→ **TÂCHE DEMANDÉE A**:
D'après le texte sur Félix Moumié, dans quelle boisson était-il prévu de verser du thallium pour l'éliminer ?

Cameroun: Comment Félix Moumié a été empoisonné par les services secrets français

0

Pour éliminer Moumié, il est prévu de verser du thallium dans son Ricard, son apéritif habituel

Liquider Moumié ! Dans les premiers mois de 1960, l’idée fait son chemin à l’Elysée. Cette année est celle des indépendances simultanées de toutes les colonies africaines de la France. Et aussi de la sécurisation des régimes « amis de la France ».

Paris soutient l’installation du président Amadou Ahidjo en mai au Cameroun, tandis que la rébellion UPC d’un militant anticolonialiste, Felix Moumié, se développe dans le Sud (pays Bassa et Bamiléké notamment). L’année 1960 est politiquement stratégique pour consolider le « pré carré » français au Cameroun, pivot entre l’Afrique de l’Ouest et l’Afrique centrale. Le calendrier prévoyant le retrait des troupes françaises à la fin de l’année, une importante opération militaire est amorcée dès janvier.

→ **TÂCHE DEMANDÉE B**:
Renvoyez chacune des lignes ci-dessous qui contiennent la chaîne « reflection ».

→ **DONNÉES EXTRAITES**:
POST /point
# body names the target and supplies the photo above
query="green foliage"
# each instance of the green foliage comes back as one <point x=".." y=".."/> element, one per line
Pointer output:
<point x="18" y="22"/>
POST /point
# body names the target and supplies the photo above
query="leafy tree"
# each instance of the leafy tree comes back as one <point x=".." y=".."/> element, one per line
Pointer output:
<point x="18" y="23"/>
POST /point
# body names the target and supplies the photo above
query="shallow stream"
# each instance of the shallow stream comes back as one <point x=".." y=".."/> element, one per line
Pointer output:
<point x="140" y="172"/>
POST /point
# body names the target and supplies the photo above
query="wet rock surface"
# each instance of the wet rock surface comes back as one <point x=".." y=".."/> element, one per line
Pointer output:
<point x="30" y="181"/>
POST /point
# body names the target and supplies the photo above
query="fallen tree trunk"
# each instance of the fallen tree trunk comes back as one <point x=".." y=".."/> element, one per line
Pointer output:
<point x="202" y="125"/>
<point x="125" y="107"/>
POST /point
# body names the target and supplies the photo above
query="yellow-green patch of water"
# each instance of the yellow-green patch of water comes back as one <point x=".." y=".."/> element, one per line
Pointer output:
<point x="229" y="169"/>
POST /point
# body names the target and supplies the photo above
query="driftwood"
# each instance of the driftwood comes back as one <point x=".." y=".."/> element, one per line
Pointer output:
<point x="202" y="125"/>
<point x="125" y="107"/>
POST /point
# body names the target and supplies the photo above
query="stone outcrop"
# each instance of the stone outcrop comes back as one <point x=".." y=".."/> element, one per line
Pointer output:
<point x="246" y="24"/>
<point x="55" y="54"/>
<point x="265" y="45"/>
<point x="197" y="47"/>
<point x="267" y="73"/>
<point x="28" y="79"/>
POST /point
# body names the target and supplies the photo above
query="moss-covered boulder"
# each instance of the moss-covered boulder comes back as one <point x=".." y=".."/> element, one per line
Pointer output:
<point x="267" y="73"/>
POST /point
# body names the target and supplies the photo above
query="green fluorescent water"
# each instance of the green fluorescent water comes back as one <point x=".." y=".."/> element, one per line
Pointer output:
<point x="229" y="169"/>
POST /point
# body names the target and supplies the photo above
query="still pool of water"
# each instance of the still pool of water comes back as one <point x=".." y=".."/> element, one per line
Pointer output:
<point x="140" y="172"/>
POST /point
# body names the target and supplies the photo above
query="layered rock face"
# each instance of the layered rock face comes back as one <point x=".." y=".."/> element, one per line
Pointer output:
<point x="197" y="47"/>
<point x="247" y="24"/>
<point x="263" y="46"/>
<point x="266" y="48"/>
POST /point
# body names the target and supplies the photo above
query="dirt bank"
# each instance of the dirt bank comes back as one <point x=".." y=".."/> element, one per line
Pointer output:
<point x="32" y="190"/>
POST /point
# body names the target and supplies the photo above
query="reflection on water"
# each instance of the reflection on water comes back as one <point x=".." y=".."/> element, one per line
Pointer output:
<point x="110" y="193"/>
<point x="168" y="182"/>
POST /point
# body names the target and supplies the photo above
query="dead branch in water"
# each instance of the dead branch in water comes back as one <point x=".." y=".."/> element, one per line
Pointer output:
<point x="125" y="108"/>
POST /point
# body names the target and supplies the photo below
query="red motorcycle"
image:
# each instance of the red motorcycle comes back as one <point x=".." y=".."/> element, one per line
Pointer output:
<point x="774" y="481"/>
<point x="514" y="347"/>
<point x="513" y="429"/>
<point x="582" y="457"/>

→ **RÉPONSE RÉDIGÉE A**:
Dans son Ricard, son apéritif habituel.

→ **RÉPONSE RÉDIGÉE B**:
query="reflection on water"
# each instance of the reflection on water comes back as one <point x=".." y=".."/> element, one per line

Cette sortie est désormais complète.